### Task instructions
Every entry must be transcribed without alteration.

═════ Material supplied

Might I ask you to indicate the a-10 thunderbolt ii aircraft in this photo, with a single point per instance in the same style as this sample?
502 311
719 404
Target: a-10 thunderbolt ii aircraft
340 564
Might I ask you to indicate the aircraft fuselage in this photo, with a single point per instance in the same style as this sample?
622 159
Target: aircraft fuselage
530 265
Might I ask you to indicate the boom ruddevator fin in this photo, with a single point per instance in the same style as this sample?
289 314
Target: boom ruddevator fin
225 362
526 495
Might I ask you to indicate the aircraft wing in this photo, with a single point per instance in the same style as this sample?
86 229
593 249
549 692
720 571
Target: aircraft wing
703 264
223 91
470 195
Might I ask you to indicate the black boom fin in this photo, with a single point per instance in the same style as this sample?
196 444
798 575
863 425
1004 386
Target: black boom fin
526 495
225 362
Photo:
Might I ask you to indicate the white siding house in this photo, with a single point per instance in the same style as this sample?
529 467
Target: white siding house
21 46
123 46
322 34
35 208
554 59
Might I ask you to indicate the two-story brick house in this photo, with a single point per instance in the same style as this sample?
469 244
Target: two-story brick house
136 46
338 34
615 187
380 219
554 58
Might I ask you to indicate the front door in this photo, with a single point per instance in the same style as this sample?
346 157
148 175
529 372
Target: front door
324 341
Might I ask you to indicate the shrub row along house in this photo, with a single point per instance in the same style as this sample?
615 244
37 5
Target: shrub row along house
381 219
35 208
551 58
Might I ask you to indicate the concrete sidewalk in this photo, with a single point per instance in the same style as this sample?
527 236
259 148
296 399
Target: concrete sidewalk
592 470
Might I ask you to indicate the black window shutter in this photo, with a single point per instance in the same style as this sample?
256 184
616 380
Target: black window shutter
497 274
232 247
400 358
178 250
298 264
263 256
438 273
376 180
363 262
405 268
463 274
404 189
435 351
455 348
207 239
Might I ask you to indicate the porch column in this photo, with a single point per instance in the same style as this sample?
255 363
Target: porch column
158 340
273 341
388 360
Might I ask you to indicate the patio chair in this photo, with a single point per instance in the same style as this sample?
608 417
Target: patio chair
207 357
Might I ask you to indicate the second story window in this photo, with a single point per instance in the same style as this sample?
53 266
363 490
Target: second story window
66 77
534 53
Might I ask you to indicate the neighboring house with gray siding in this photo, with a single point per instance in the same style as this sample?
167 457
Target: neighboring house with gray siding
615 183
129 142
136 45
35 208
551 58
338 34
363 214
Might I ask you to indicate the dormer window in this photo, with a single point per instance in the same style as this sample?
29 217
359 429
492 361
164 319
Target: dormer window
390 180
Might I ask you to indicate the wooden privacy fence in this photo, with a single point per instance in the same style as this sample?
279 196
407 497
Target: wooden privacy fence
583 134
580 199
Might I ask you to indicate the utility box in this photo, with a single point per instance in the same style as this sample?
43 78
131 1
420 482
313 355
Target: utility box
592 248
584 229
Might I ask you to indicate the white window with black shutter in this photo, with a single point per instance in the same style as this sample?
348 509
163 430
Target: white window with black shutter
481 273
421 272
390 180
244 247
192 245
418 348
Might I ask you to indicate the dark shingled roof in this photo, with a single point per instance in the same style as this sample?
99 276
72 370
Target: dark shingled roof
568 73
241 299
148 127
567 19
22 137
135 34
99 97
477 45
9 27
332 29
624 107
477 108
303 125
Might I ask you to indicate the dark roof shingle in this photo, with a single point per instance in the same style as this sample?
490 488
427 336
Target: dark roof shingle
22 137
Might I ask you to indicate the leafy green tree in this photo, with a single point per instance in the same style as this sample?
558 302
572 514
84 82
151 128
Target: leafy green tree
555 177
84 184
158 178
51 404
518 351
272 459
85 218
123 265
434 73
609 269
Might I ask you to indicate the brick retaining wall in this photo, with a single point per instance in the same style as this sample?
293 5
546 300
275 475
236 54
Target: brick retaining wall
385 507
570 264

══════════

### Exercise result
Might I ask you to indicate the a-10 thunderbolt ii aircraft in this photo, with a single point per instance in the same style as this sample?
502 311
719 404
Target: a-10 thunderbolt ii aircraft
340 564
Might I ask you to indicate the aircraft fuselage in this photo, with a single point per instance in the same style as this sample?
622 159
Target: aircraft fuselage
530 265
Might I ask you to indicate the boom ruddevator fin in this photo, with a single point per instance in the same style as this sample?
289 314
Target: boom ruddevator fin
225 362
526 495
Might I ask you to indicate the aircraft wing in this photo, with a single point per instance in the same style as this sample?
86 229
593 249
549 692
720 571
Target: aircraft wing
703 264
223 91
470 195
Might I ask you to indicate the black boom fin in this photo, with a single point per instance in the same style as this sample?
196 444
798 575
863 425
1004 386
Target: black boom fin
526 495
225 362
Photo:
Might I ask you to indicate the white siding house in this photo, with a single point per instance in the same style as this sample?
529 467
Target: white siding house
21 46
123 46
322 34
35 208
554 59
Might I ask you to indicate the two-story brick house in this photo, with a single point per instance in the same style as this sample?
469 244
Target: two-story brick house
136 46
338 34
615 187
380 219
554 58
Might I ask you to indicate the front door in this photo, with a single point per instance in the same style as this sample?
346 157
148 175
529 372
Target: front door
324 341
Might I ask you to indicate the shrub row along house in this photo, with a single point per instance in the same style as this sample?
615 244
37 5
Target: shrub row along house
381 219
35 208
551 58
Might I ask you to indicate the concrete sidewalk in this photo, with a single point per instance in the same style as this sample?
527 236
259 148
296 399
Target: concrete sidewalk
592 470
Might I ask you to indicate the black window shutter in this photo, with a single point per instance in the same style as this sample?
256 184
616 380
Target: black window shutter
497 274
232 247
400 358
178 250
298 264
263 256
438 273
376 180
363 262
405 268
463 274
404 189
435 351
455 348
207 239
Might I ask you to indicate the porch column in this photo, with a single point per instance in the same style as this sample?
255 363
Target: porch column
158 340
273 341
388 360
Might I ask you to indicate the patio chair in this photo, with a single point per instance in the same style as this sample?
608 417
Target: patio chair
207 357
Might I ask you to indicate the second story window in this photo, with a single point per instance in the same style as this sample?
53 266
363 490
Target: second story window
66 77
534 53
Might I ask you to indicate the neighboring house with gray siding in this photo, with a single point per instance in the same style as this sample?
167 457
Target: neighboring house with gray siding
615 183
129 142
136 45
35 208
551 58
338 34
363 214
Might I ask you to indicate the dormer window in this photo, with a single point per instance in the same style as this sample?
29 217
359 429
492 361
164 319
Target: dormer window
390 180
Might I ask you to indicate the wooden privacy fence in this photo, with a single point per instance in the same style as this sample?
279 196
407 497
Target: wooden privacy fence
583 134
580 199
Might I ask you to indicate the utility box in this photo, with a single point per instance in the same style as this sample?
43 78
131 1
420 482
313 355
Target: utility box
592 248
584 229
Might I ask you to indicate the white window with black shutter in this photo, with a single point per instance in the same style as this sample?
348 509
163 430
Target: white window with black shutter
481 273
421 272
390 180
244 247
192 245
418 348
Might I ask you to indicate the dark shingled roof in this photo, with a single point per instance in the same style as this sample?
99 276
72 370
Target: dark shingled roof
568 73
241 299
148 127
567 19
22 137
135 34
99 97
477 45
9 27
332 29
624 107
477 108
303 125
Might I ask you to indicate the dark roof shingle in this photo, with a single point per instance in the same style as this sample?
490 488
427 336
Target: dark roof shingle
22 137
Might I ask you to indicate the leafy green tree in this photo, with a single point per instance in the same style as this sample?
558 302
572 514
84 82
151 128
Target: leafy green tree
555 177
84 184
158 178
51 404
518 351
272 459
85 218
123 265
434 73
609 269
Might I ask you to indicate the brick retaining wall in this photo, with a single point per instance in the same style as this sample?
293 5
546 300
275 475
236 54
Target: brick retaining wall
385 507
570 264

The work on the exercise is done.